Text:
Ebenso Yehudi Menuhin ist in gewisser Hinsicht ein Gegenmodell zu Heifetz, er hatte als Kind unglaublich schnell und instinktiv gelernt, jedoch seine technischen Grundlagen völlig vernachlässigt, was ihm später leider ein wenig zum Verhängnis wurde, trotzdem hatte er seine ganz eigene, großartige Weise, zu spielen.
Technische Perfektion war dafür nicht unbedingt sein größtes Merkmal.
Ich habe ein wenig den Eindruck, dass Geiger mit solch großem Charme und Wiedererkennungswert wie Menuhin und Kreisler (oder auch Ivry Gitlis) heutzutage ziemlich selten geworden sind, für viele junge Geiger ist die erste prioriät das Vermeiden von Fehlern, und gerade bei Wettbewerben ist das heutzutage leider sehr wichtig.
Aber rein geigerisch gesehen ist die Qualität heute eine völlig andere , als noch vor 70 Jahren, und zu dieser Entwicklung hat mMn. Heifetz auch beigetragen.
Auf Anne-Sophie Mutter wollte ich jetzt eigentlich gar nicht so groß eingehen, erstmal ist sie wirklich eine große Geigerin und alles, was sie macht, ist ins letzte Detail ausgearbeitet.
Nur finde ich zum einen ihren Zugang zu den meisten Werken geschmacklos(unangemessenes Vibrato und Ton) oder auch einfach unangebrachte, erfundene oder einfach unsinnige Akzente oder Ideen.

(Daten zur Punktverortung in Bildern)
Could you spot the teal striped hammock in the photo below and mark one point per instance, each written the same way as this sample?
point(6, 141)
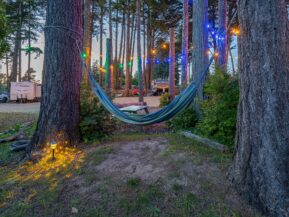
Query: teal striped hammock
point(179, 104)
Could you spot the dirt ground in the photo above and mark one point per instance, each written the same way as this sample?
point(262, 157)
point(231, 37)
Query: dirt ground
point(19, 108)
point(35, 107)
point(133, 175)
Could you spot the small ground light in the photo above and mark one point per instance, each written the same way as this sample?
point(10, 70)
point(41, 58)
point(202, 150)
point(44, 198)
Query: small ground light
point(84, 56)
point(53, 145)
point(165, 46)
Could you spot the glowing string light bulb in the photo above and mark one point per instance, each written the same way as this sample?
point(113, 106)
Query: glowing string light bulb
point(84, 55)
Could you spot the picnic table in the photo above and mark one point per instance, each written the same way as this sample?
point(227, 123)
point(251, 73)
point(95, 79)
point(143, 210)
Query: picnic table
point(135, 108)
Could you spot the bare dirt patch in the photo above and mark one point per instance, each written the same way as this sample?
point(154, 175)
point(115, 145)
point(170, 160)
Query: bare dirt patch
point(148, 171)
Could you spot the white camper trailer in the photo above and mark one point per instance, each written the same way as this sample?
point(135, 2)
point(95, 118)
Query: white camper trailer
point(25, 91)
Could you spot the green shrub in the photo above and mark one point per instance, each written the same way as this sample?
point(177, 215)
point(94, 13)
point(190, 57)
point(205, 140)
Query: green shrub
point(95, 122)
point(186, 120)
point(219, 111)
point(165, 100)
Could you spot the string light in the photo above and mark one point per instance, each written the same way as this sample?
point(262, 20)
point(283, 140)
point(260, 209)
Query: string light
point(235, 31)
point(84, 55)
point(164, 46)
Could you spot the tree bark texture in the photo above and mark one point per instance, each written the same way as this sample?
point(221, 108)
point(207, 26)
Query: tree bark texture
point(87, 37)
point(185, 43)
point(172, 63)
point(100, 45)
point(139, 54)
point(260, 170)
point(200, 40)
point(59, 112)
point(222, 35)
point(127, 69)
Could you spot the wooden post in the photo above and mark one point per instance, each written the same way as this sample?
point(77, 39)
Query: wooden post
point(172, 63)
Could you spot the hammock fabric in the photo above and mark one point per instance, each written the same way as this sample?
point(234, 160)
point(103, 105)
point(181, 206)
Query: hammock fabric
point(180, 103)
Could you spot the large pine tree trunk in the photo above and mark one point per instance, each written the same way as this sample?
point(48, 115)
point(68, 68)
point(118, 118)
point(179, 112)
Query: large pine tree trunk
point(139, 58)
point(261, 162)
point(100, 45)
point(172, 63)
point(59, 113)
point(185, 43)
point(87, 36)
point(222, 41)
point(127, 69)
point(14, 68)
point(200, 40)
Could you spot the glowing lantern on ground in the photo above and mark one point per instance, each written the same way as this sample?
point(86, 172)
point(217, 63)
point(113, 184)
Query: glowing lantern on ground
point(53, 145)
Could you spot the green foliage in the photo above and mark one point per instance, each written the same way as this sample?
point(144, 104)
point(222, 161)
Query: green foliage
point(220, 109)
point(186, 120)
point(165, 100)
point(96, 122)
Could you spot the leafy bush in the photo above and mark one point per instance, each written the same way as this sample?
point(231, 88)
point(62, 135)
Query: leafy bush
point(219, 111)
point(186, 120)
point(96, 122)
point(165, 100)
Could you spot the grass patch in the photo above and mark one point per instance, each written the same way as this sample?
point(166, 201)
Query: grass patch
point(134, 182)
point(198, 151)
point(99, 154)
point(9, 120)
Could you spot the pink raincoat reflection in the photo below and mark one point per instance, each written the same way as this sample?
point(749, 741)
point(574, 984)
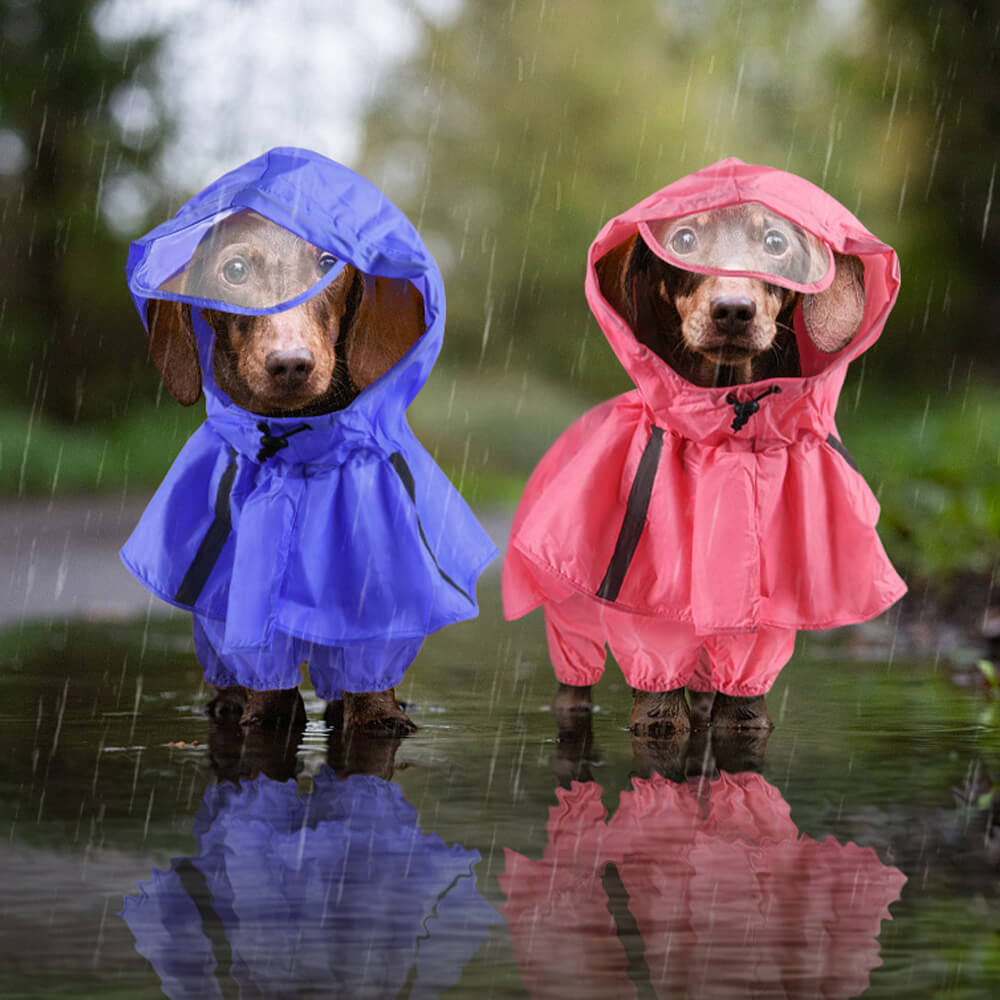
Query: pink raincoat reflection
point(699, 889)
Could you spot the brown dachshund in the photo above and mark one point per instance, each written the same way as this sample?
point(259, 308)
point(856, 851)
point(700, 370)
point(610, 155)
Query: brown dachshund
point(311, 359)
point(722, 330)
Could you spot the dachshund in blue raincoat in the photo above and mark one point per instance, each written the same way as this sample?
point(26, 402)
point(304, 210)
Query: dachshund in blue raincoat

Ziel der Aufgabe: Gib den Text über Geiger vollständig und wortgetreu wieder. Diese Daten stammen aus einer anderen Quelle.

Antwort zur Aufgabe:
Ebenso Yehudi Menuhin ist in gewisser Hinsicht ein Gegenmodell zu Heifetz, er hatte als Kind unglaublich schnell und instinktiv gelernt, jedoch seine technischen Grundlagen völlig vernachlässigt, was ihm später leider ein wenig zum Verhängnis wurde, trotzdem hatte er seine ganz eigene, großartige Weise, zu spielen.
Technische Perfektion war dafür nicht unbedingt sein größtes Merkmal.
Ich habe ein wenig den Eindruck, dass Geiger mit solch großem Charme und Wiedererkennungswert wie Menuhin und Kreisler (oder auch Ivry Gitlis) heutzutage ziemlich selten geworden sind, für viele junge Geiger ist die erste prioriät das Vermeiden von Fehlern, und gerade bei Wettbewerben ist das heutzutage leider sehr wichtig.
Aber rein geigerisch gesehen ist die Qualität heute eine völlig andere , als noch vor 70 Jahren, und zu dieser Entwicklung hat mMn. Heifetz auch beigetragen.
Auf Anne-Sophie Mutter wollte ich jetzt eigentlich gar nicht so groß eingehen, erstmal ist sie wirklich eine große Geigerin und alles, was sie macht, ist ins letzte Detail ausgearbeitet.
Nur finde ich zum einen ihren Zugang zu den meisten Werken geschmacklos(unangemessenes Vibrato und Ton) oder auch einfach unangebrachte, erfundene oder einfach unsinnige Akzente oder Ideen.